___ Record list ___

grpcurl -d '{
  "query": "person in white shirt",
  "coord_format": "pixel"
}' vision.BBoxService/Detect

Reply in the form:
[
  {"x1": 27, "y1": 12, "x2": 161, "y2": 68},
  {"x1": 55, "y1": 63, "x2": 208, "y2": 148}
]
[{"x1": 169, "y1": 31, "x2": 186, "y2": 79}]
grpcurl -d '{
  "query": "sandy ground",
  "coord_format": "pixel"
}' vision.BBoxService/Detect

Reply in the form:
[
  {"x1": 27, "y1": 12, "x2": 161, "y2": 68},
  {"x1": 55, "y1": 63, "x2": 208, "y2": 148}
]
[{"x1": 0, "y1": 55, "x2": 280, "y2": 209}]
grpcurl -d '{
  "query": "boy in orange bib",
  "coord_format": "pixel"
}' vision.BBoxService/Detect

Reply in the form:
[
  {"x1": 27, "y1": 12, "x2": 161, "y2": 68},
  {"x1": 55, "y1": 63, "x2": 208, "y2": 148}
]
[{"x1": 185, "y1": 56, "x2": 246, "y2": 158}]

___

### Aim
Could you revise all the records above, changing every "Detect" to "Locate" and leaving everything else untouched?

### Exercise solution
grpcurl -d '{
  "query": "person in white shirt",
  "coord_format": "pixel"
}' vision.BBoxService/Locate

Reply in the form:
[
  {"x1": 27, "y1": 12, "x2": 161, "y2": 68},
  {"x1": 55, "y1": 63, "x2": 208, "y2": 148}
]
[{"x1": 169, "y1": 31, "x2": 186, "y2": 79}]
grpcurl -d '{
  "query": "sandy ground",
  "coord_format": "pixel"
}' vision.BBoxService/Locate

Reply in the form:
[
  {"x1": 27, "y1": 12, "x2": 161, "y2": 68},
  {"x1": 55, "y1": 63, "x2": 208, "y2": 148}
]
[{"x1": 0, "y1": 55, "x2": 280, "y2": 209}]
grpcurl -d '{
  "query": "boy in orange bib",
  "coord_format": "pixel"
}' vision.BBoxService/Locate

Reply in the form:
[
  {"x1": 27, "y1": 12, "x2": 161, "y2": 68},
  {"x1": 55, "y1": 63, "x2": 208, "y2": 148}
]
[{"x1": 185, "y1": 56, "x2": 246, "y2": 158}]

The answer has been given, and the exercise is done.